练习任务 A: 在关于 OCaml 生成整数列表的帖子里，回答者提到哪种语法扩展能提供 [i .. j] 写法？
练习任务 B: 请从关于 OCaml 生成整数列表的帖子最后一句之后续写下去。

阅读文本:
>>>
问题
I want to create a list of integers from 1 to n. I can do this in Python using range(1, n+1), and in Haskell using: take n (iterate (1+) 1).
What is the right OCaml idiom for this?
回答1:
There is no idiom that I know of, but here is a fairly natural definition using an infix operator:
# let (--) i j =
let rec aux n acc =
if n < i then acc else aux (n-1) (n :: acc)
in aux j [] ;;
val ( -- ) : int -> int -> int list = <fun>
# 1--2;;
- : int list = [1; 2]
# 1--5;;
- : int list = [1; 2; 3; 4; 5]
# 5--10;;
- : int list = [5; 6; 7; 8; 9; 10]
Alternatively, the comprehensions syntax extension (which gives the syntax [i .. j] for the above) is likely to be included in a future release of the "community version" of OCaml, so that may become idiomatic. I don't recommend you start playing with syntax extensions if you are new to the language, though.
<<<
记录数据:
>>>
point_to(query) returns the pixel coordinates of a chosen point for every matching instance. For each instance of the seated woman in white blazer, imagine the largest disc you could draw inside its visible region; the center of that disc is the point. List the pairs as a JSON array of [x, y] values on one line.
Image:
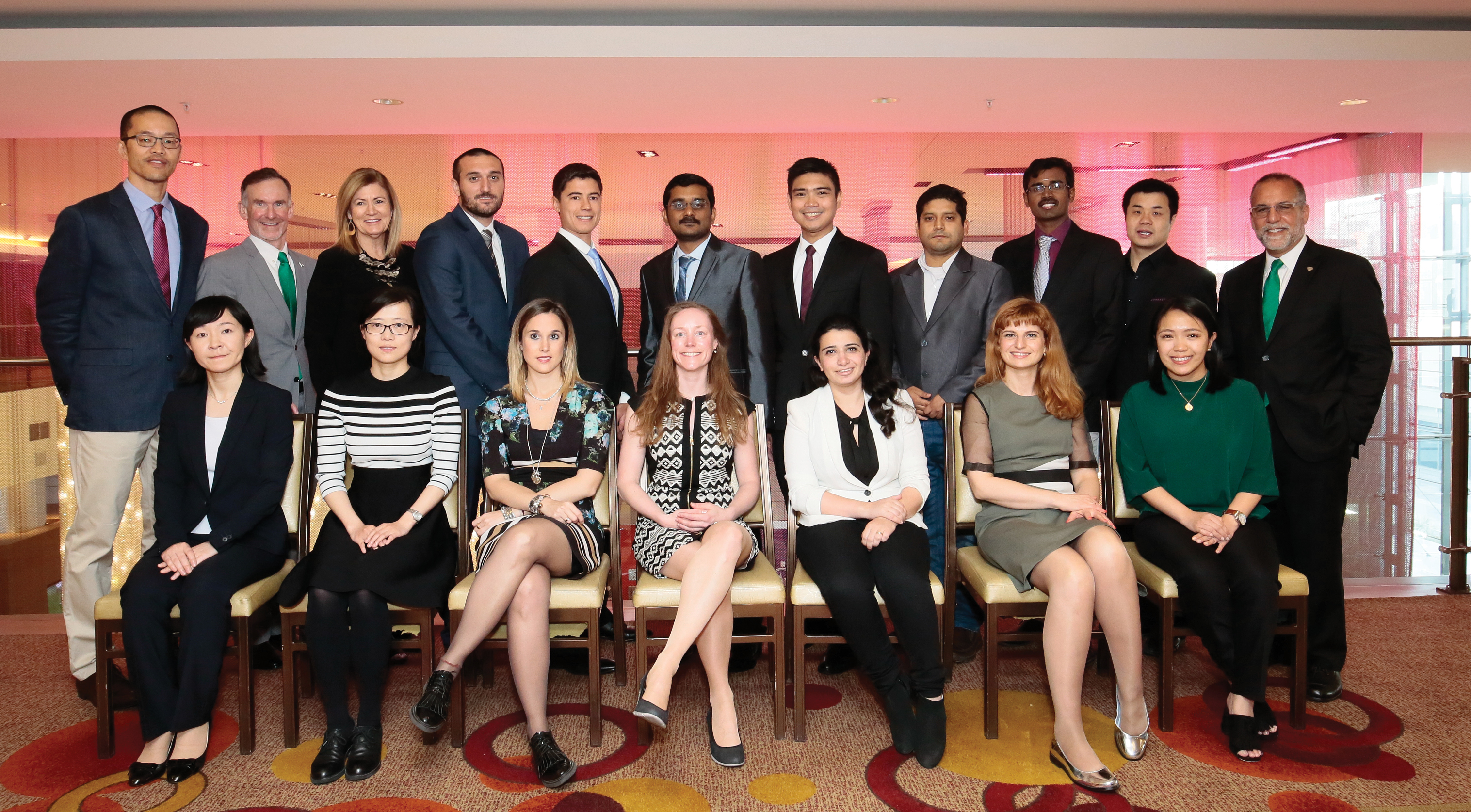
<<<
任务输出 A: comprehensions 语法扩展（the comprehensions syntax extension）。

任务输出 B:
回答2:
With Batteries Included, you can write
let nums = List.of_enum (1--10);;
The -- operator generates an enumeration from the first value to the second. The --^ operator is similar, but enumerates a half-open interval (1--^10 will enumerate from 1 through 9).
回答3:
Here you go:
let rec range i j = if i > j then [] else i :: (range (i+1) j)
Note that this is not tail-recursive. Modern Python versions even have a lazy range.
回答4:
This works in base OCaml:
# List.init 5 (fun x -> x + 1);;
- : int list = [1; 2; 3; 4; 5]
回答5:
OCaml has special syntax for pattern matching on ranges:
let () =
let my_char = 'a' in
let is_lower_case = match my_char with
| 'a'..'z' -> true (* Two dots define a range pattern *)
| _ -> false
in
printf "result: %b" is_lower_case
To create a range, you can use Core:
List.range 0 1000
回答6:
If you use open Batteries (which is a community version of the standard library), you can do range(1,n+1) by List.range 1 `To n (notice the backquote before To).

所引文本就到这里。